What the task requires:
Starting with the line containing "the ladybug be" and going on through the line containing "can the cluster", return the lines of the data below exactly, and only those.

(Items from a dataset)

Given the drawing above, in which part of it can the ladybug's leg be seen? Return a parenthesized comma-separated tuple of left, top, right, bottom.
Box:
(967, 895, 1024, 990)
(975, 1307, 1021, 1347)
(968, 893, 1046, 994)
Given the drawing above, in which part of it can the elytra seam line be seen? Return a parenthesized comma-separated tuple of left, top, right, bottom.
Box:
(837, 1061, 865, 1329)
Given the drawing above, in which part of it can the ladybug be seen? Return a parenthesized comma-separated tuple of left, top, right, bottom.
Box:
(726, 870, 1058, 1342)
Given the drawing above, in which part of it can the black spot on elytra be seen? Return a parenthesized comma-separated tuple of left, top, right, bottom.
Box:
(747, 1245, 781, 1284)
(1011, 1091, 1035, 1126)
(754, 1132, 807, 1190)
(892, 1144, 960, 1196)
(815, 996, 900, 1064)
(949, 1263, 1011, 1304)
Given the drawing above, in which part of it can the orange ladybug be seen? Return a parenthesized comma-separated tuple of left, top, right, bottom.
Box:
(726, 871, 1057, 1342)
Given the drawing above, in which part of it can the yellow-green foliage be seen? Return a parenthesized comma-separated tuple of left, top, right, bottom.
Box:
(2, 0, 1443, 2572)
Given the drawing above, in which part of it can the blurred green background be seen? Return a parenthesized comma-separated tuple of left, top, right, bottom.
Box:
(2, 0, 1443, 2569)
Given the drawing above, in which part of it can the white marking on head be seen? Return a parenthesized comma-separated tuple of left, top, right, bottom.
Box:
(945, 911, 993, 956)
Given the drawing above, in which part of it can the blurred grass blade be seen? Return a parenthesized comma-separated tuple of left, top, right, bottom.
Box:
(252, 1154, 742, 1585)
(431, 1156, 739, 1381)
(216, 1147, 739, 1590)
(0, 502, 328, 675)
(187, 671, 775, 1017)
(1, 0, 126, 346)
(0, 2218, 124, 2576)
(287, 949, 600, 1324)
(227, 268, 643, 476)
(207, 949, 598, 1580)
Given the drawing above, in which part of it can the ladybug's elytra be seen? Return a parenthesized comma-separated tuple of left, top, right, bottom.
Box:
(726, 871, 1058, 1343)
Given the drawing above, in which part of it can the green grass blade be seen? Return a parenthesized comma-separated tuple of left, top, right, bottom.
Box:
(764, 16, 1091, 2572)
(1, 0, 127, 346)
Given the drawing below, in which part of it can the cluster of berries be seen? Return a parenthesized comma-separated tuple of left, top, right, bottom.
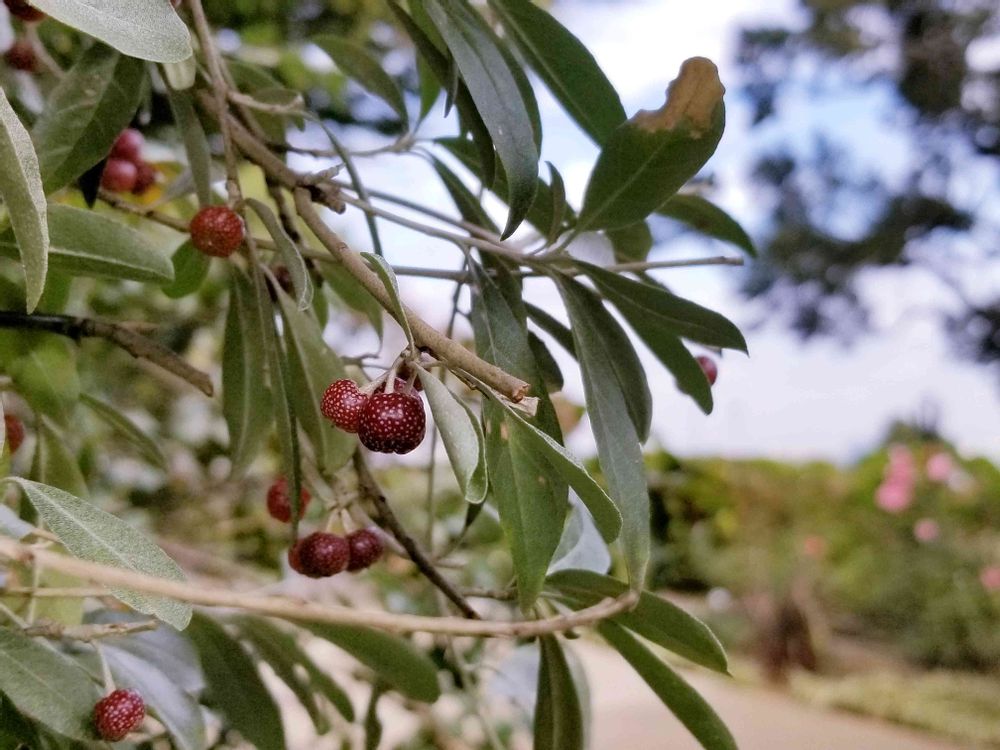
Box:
(102, 129, 159, 197)
(321, 371, 426, 455)
(189, 205, 245, 258)
(264, 476, 384, 578)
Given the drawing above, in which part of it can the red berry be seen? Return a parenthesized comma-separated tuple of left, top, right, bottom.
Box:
(4, 0, 44, 22)
(346, 528, 384, 572)
(101, 159, 138, 193)
(3, 414, 24, 454)
(395, 363, 423, 391)
(266, 476, 311, 523)
(131, 162, 157, 195)
(287, 543, 306, 574)
(358, 391, 425, 454)
(321, 379, 368, 433)
(4, 40, 35, 71)
(190, 206, 244, 258)
(695, 355, 718, 386)
(293, 532, 349, 578)
(93, 689, 145, 742)
(110, 128, 144, 164)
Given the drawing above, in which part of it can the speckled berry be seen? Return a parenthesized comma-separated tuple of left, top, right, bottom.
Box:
(190, 205, 244, 258)
(695, 355, 718, 386)
(131, 162, 157, 195)
(287, 542, 306, 574)
(4, 40, 35, 71)
(294, 532, 349, 578)
(321, 379, 368, 433)
(110, 128, 144, 163)
(346, 528, 384, 572)
(93, 689, 145, 742)
(101, 159, 138, 193)
(266, 476, 311, 523)
(3, 414, 24, 454)
(358, 391, 426, 454)
(3, 0, 45, 22)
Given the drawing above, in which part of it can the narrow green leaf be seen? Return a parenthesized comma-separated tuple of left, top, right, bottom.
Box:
(0, 88, 47, 311)
(525, 303, 576, 358)
(235, 617, 354, 722)
(320, 263, 383, 337)
(161, 53, 197, 91)
(103, 646, 206, 750)
(361, 252, 413, 347)
(227, 61, 287, 144)
(599, 622, 737, 750)
(223, 270, 271, 475)
(580, 262, 747, 352)
(247, 198, 313, 310)
(546, 162, 568, 244)
(2, 333, 79, 426)
(415, 367, 487, 504)
(489, 0, 625, 145)
(428, 154, 498, 232)
(187, 613, 285, 750)
(388, 2, 496, 185)
(302, 622, 441, 703)
(546, 569, 728, 672)
(30, 0, 191, 62)
(658, 193, 755, 256)
(162, 241, 210, 299)
(313, 35, 408, 127)
(166, 89, 213, 207)
(417, 54, 441, 121)
(1, 478, 192, 629)
(0, 627, 100, 742)
(80, 394, 167, 471)
(422, 0, 539, 236)
(528, 331, 563, 392)
(555, 276, 651, 590)
(274, 287, 354, 476)
(578, 58, 726, 231)
(534, 636, 585, 750)
(31, 417, 88, 499)
(607, 221, 654, 263)
(0, 205, 172, 284)
(32, 45, 145, 195)
(555, 275, 652, 440)
(234, 617, 331, 735)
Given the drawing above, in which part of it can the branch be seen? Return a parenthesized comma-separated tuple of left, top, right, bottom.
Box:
(293, 190, 531, 401)
(0, 537, 639, 638)
(353, 451, 479, 619)
(0, 312, 213, 396)
(20, 619, 158, 642)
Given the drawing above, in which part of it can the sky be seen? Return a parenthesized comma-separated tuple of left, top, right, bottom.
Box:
(304, 0, 1000, 464)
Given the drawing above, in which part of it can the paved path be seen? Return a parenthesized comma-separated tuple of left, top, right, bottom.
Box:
(580, 641, 965, 750)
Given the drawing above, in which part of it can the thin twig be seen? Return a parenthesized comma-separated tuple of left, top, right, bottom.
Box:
(354, 451, 480, 619)
(0, 586, 110, 599)
(21, 619, 158, 643)
(293, 190, 531, 401)
(0, 312, 213, 396)
(0, 536, 639, 637)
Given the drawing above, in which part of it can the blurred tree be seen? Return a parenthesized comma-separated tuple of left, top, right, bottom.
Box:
(736, 0, 999, 376)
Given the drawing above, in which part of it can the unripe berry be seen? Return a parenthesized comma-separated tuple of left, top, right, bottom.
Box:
(110, 128, 144, 164)
(93, 689, 145, 742)
(346, 528, 384, 572)
(696, 355, 718, 386)
(101, 159, 139, 193)
(321, 379, 368, 433)
(3, 0, 45, 22)
(293, 532, 349, 578)
(189, 206, 244, 257)
(131, 162, 157, 195)
(266, 476, 311, 523)
(3, 414, 24, 454)
(358, 391, 426, 454)
(4, 40, 35, 72)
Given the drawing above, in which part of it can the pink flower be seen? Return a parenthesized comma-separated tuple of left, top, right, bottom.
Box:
(979, 566, 1000, 592)
(913, 518, 940, 543)
(801, 534, 826, 559)
(925, 451, 954, 483)
(886, 444, 916, 485)
(876, 479, 913, 513)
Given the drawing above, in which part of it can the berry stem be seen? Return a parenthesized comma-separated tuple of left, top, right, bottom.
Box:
(95, 643, 116, 693)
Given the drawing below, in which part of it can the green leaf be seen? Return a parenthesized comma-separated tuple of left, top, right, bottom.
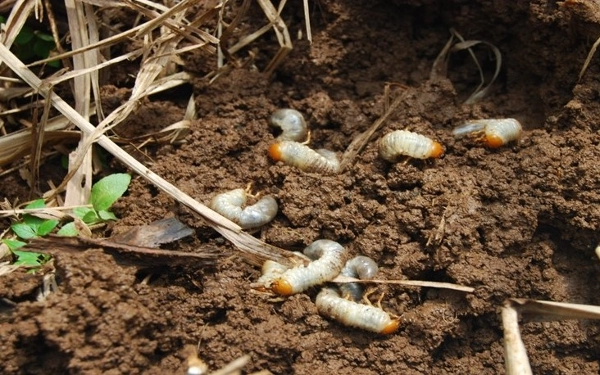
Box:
(73, 206, 93, 219)
(14, 25, 34, 45)
(91, 173, 131, 211)
(82, 210, 101, 224)
(22, 215, 44, 231)
(11, 223, 37, 239)
(22, 200, 47, 234)
(2, 239, 26, 251)
(33, 38, 54, 59)
(98, 210, 117, 221)
(57, 222, 78, 237)
(34, 30, 54, 42)
(37, 219, 59, 236)
(12, 44, 35, 61)
(25, 199, 46, 209)
(12, 250, 50, 267)
(61, 155, 69, 169)
(47, 59, 61, 68)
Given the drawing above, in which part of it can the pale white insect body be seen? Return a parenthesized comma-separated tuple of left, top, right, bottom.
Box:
(379, 130, 444, 161)
(316, 287, 400, 334)
(339, 256, 379, 302)
(270, 108, 308, 142)
(271, 239, 348, 296)
(452, 118, 522, 148)
(256, 260, 290, 288)
(209, 188, 278, 229)
(268, 141, 340, 175)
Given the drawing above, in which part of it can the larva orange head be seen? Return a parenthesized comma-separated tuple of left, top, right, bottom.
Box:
(484, 134, 505, 148)
(271, 278, 294, 296)
(268, 143, 284, 161)
(380, 318, 401, 335)
(430, 141, 444, 158)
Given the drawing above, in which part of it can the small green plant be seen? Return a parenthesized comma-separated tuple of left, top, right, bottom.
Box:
(2, 199, 58, 268)
(1, 173, 132, 268)
(0, 16, 59, 67)
(58, 173, 132, 236)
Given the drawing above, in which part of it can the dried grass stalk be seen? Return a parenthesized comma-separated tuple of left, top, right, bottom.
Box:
(501, 302, 533, 375)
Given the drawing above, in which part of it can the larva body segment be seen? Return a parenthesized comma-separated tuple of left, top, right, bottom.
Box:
(316, 287, 400, 334)
(482, 118, 522, 148)
(268, 141, 340, 175)
(339, 256, 379, 302)
(453, 118, 523, 148)
(209, 188, 278, 229)
(271, 239, 348, 296)
(257, 260, 290, 288)
(270, 109, 308, 142)
(379, 130, 444, 161)
(451, 123, 485, 138)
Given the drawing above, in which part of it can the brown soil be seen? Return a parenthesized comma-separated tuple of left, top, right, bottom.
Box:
(2, 0, 600, 374)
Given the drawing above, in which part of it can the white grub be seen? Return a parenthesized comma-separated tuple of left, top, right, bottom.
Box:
(316, 287, 400, 334)
(339, 256, 379, 302)
(270, 108, 308, 142)
(452, 118, 522, 148)
(209, 188, 278, 229)
(271, 239, 348, 296)
(378, 130, 444, 161)
(268, 141, 340, 175)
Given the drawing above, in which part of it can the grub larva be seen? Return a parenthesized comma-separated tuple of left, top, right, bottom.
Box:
(271, 239, 348, 296)
(209, 188, 278, 229)
(270, 108, 308, 142)
(452, 118, 522, 148)
(316, 287, 400, 334)
(339, 256, 379, 302)
(378, 130, 444, 161)
(268, 141, 340, 175)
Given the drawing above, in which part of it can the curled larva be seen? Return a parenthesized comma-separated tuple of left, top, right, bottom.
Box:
(339, 256, 379, 302)
(379, 130, 444, 161)
(316, 287, 400, 334)
(271, 239, 348, 296)
(452, 118, 522, 148)
(209, 188, 278, 229)
(270, 108, 308, 142)
(268, 141, 340, 175)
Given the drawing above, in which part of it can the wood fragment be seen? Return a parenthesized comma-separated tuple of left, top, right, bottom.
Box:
(25, 236, 219, 268)
(111, 217, 194, 248)
(501, 302, 533, 375)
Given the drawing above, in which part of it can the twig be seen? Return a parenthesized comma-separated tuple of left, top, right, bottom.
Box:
(332, 275, 474, 293)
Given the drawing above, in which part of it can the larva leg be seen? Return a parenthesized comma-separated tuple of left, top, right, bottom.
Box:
(375, 291, 386, 310)
(361, 287, 379, 306)
(302, 130, 311, 145)
(244, 182, 254, 196)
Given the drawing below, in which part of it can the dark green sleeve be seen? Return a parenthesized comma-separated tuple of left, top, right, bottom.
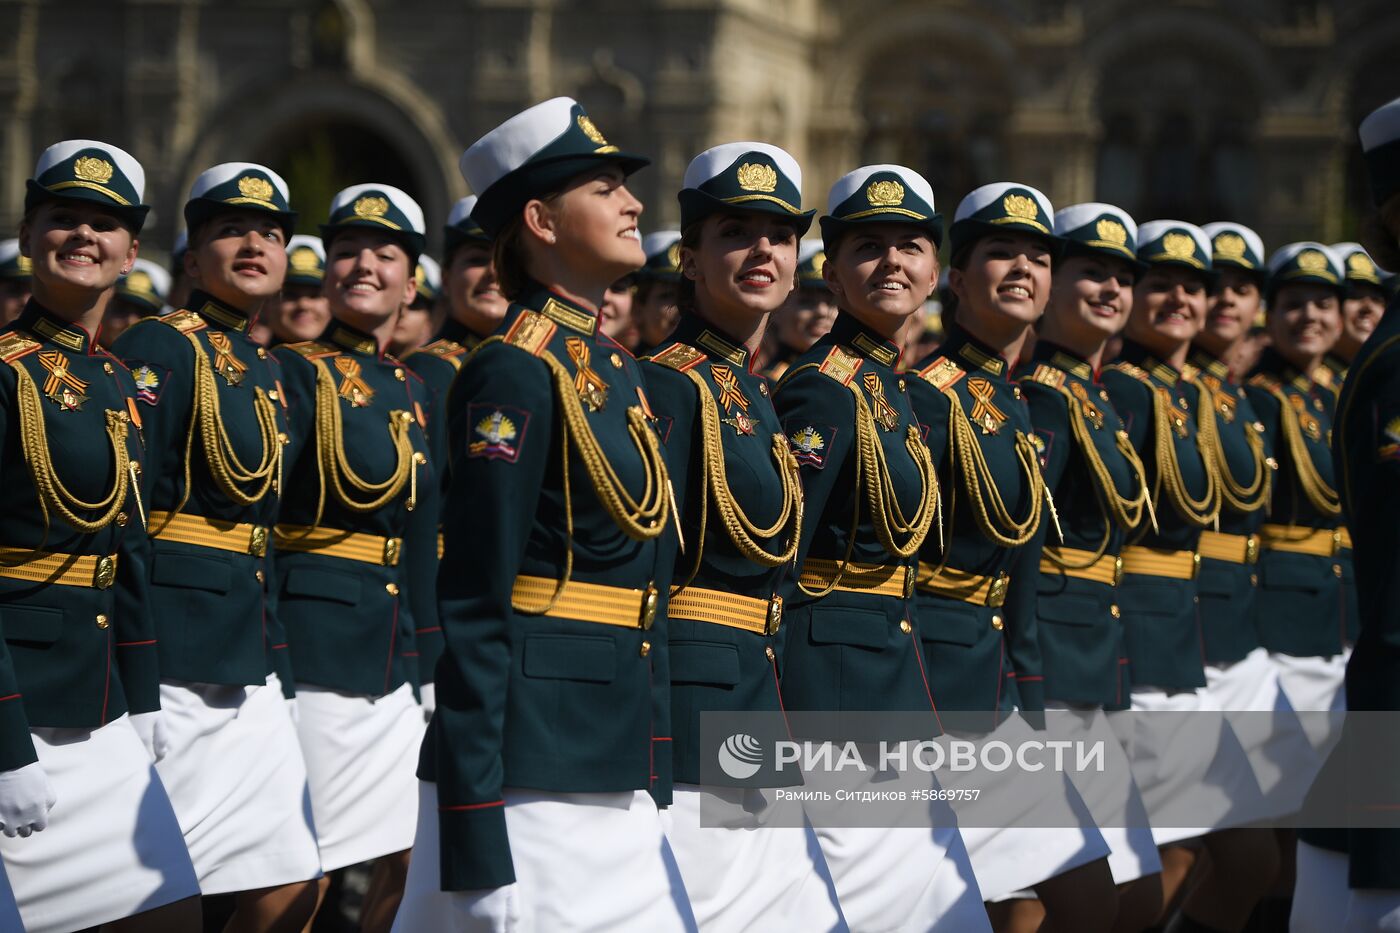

Worked solution:
Given the drawing above, in which part of it can the ladybug be seen? Return a parenthesized comma-separated tuple of left, top, right, bottom.
Box:
(726, 870, 1058, 1342)
Given the drawing above, in which part of it can the black spot on elytra be seen? Return a parenthesized comma-separated tuple of left, top, right, bottom.
Box:
(747, 1245, 781, 1284)
(1011, 1091, 1035, 1126)
(754, 1132, 807, 1190)
(892, 1144, 960, 1196)
(815, 996, 900, 1064)
(949, 1263, 1011, 1304)
Given the drawing above, in which part of it can the orange ladybug be seen? Return a parenthesized comma-separated tuple of left, top, right, bottom.
Box:
(726, 871, 1057, 1342)
Given the drawing above, in which part of it can the yellow-green foliage be seen? Return a parenthesized comma-separated tuple of left, top, right, bottom.
Box:
(2, 0, 1443, 2572)
Given the drawing above, in which part of it can the blurred green background be seen? Return a parenthesized comma-separated tuple of left, top, right, bottom.
Box:
(2, 0, 1443, 2569)
Given the drawing above, in which part of it can the white marking on head be seen? Return a parenthesized comma-separated tuple of left, top, right, bottom.
Box:
(945, 911, 993, 956)
Given the drawing above, in which part of it can the blurred grass blade be seen? Return a parenthesized comma-separated tuple of left, top, right, bottom.
Box:
(252, 1154, 742, 1585)
(431, 1156, 739, 1381)
(216, 1147, 739, 1590)
(0, 502, 328, 675)
(187, 671, 775, 1017)
(1, 0, 126, 346)
(0, 2218, 124, 2576)
(287, 949, 600, 1324)
(227, 268, 643, 476)
(207, 949, 598, 1580)
Given the drawing above, in which part of it can the ladybug's elytra be seen? Return a parenthesized comma-separated tuple of left, top, right, bottom.
Box:
(726, 871, 1058, 1343)
Given the drawing above, in which part of it can the green grass blade be seen? Return a parenthesized comma-separated tuple of left, top, right, bottom.
Box:
(764, 16, 1091, 2572)
(1, 0, 127, 346)
Given the drawing below, in which part of it can the cluster of berries be seen? Return a parenthesized comma-separated tuple of left, top, right, bottom.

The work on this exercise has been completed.